Stored data entries
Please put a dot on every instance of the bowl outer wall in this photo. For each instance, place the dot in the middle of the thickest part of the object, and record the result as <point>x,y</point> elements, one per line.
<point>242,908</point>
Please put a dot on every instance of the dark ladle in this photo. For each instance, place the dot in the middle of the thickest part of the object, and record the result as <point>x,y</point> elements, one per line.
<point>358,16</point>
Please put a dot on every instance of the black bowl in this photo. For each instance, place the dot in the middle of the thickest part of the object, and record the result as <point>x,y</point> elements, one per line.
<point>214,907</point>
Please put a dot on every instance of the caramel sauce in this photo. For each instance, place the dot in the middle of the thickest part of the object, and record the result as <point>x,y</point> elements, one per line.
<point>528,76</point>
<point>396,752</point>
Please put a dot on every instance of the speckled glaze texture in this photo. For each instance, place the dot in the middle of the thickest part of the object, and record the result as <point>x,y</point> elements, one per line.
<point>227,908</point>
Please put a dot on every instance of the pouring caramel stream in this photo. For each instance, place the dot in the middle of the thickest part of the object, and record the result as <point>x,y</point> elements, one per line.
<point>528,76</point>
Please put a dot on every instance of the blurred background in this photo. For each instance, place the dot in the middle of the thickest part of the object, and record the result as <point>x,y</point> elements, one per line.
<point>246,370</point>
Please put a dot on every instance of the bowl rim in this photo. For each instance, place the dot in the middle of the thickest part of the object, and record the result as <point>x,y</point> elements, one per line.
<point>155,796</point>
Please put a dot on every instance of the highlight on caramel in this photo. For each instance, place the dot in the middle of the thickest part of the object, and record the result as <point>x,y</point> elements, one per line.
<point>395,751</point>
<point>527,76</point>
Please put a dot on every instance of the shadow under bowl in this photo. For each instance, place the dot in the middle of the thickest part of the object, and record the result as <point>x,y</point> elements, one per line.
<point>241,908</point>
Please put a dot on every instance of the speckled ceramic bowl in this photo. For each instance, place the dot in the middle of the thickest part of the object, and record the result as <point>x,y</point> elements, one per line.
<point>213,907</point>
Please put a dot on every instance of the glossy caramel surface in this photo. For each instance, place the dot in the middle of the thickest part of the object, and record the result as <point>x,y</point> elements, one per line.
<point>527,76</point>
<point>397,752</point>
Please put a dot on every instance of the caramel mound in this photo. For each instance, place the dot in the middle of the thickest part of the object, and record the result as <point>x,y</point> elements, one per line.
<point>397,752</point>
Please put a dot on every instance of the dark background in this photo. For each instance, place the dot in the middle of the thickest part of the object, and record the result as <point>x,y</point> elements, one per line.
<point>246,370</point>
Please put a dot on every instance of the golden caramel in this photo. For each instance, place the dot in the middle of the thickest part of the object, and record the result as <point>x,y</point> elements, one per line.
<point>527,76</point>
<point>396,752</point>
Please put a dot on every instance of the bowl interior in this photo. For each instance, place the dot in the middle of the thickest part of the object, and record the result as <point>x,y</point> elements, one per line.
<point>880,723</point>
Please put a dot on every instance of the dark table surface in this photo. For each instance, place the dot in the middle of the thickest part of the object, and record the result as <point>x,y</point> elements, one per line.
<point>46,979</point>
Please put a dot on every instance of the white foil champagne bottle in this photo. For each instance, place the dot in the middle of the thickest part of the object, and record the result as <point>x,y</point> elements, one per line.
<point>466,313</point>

* [TASK DIRECTIONS] What is needed is a word-for-word restatement of all the data.

* [EXERCISE OUTPUT]
Please put a dot on every instance of the bowl outer wall in this photo. For each instance, place the dot in the middle of the thickest part of the object, and record the result as <point>x,y</point> elements, one per line.
<point>242,908</point>
Please put a dot on every instance of the dark ladle in this photo. For each instance, place the dot in the middle of the thickest part of the object, and record the result as <point>x,y</point> elements, one per line.
<point>358,16</point>
Please put a dot on every instance of the black bowl in this photo. For each instance, place the dot in the middle of the thickest part of the object, and record the result as <point>x,y</point> elements, one per line.
<point>214,907</point>
Please put a dot on every instance of the caramel sauce in this photo. For each instance, place the dot in the middle of the thickest part of the object, and record the result as <point>x,y</point> elements, one per line.
<point>528,76</point>
<point>396,752</point>
Please put a dot on every instance of the speckled glaze texture in this photo. For each instance, place the dot in the middle of the thickest part of the object, and record the result as <point>x,y</point> elements, one per line.
<point>227,908</point>
Please put a dot on every instance of the pouring caramel stream in this photo. For each instance, place the dot in the middle of the thickest part of the object, and record the result as <point>x,y</point> elements, one per line.
<point>528,76</point>
Please put a dot on every instance of the blurred background in this photo. For each instance, place the dot in the middle of the thickest part of the object, and record the result as <point>x,y</point> elements, one per line.
<point>246,370</point>
Please put a dot on every instance of the bowl rim in this photo. For each instance, place the dot in the middle of the thickest part of the object, and record the result as <point>x,y</point> elements, one per line.
<point>155,796</point>
Please put a dot on every instance of the highlight on caramel in this photo. For each instance, place the dot in the middle of the thickest part of the object, and record the result as <point>x,y</point> elements, one per line.
<point>395,751</point>
<point>527,76</point>
Please put a dot on every instance of the shadow under bowl in this photo. For each instance, place the dot in the middle of the thickest part of the object, and record the result as <point>x,y</point> elements, one per line.
<point>241,908</point>
Please put a dot on every instance of the speckled ceramic bowl in this photo. For each instance, place the dot in the middle of the thickest part of the object, and record the result as <point>x,y</point> elements, one per line.
<point>213,907</point>
Please put a dot on every instance of the glossy caramel surface in this photo. For each instance, place the dot in the middle of the thickest part of the object, and record the result as <point>x,y</point> elements, one per line.
<point>527,76</point>
<point>397,752</point>
Please put a dot on every instance of the caramel mound in this photo. For each instance, place the dot in the middle of the thickest part of the object, and record the result as <point>x,y</point> elements, one per line.
<point>397,752</point>
Please put a dot on every instance of the dark background in this photo. For each instance, place the dot in the middle of the thickest part of the object, and record the result as <point>x,y</point> elements, one per line.
<point>246,370</point>
Please put a dot on every instance of the golden caramel in this photo. For each instance, place the dot in the middle of the thickest part of the object, and record the result as <point>x,y</point> elements, one per line.
<point>527,76</point>
<point>396,752</point>
Please put a dot on every instance of the bowl interior in this photo. For each instance, place the dot in the middle of the thickest part of the object, and record the result as <point>x,y</point> elements, one per line.
<point>880,723</point>
Please put a dot on every instance of the dark table surface in this photo. For each instance, place the dot in the middle of the thickest part of the object, and record the result as <point>x,y</point> elements, one per line.
<point>46,979</point>
Please put a dot on every instance of the white foil champagne bottle in this photo. For each instance, place the dot in the middle of the thickest part of the object, and record the result as <point>x,y</point> elements, one per line.
<point>466,313</point>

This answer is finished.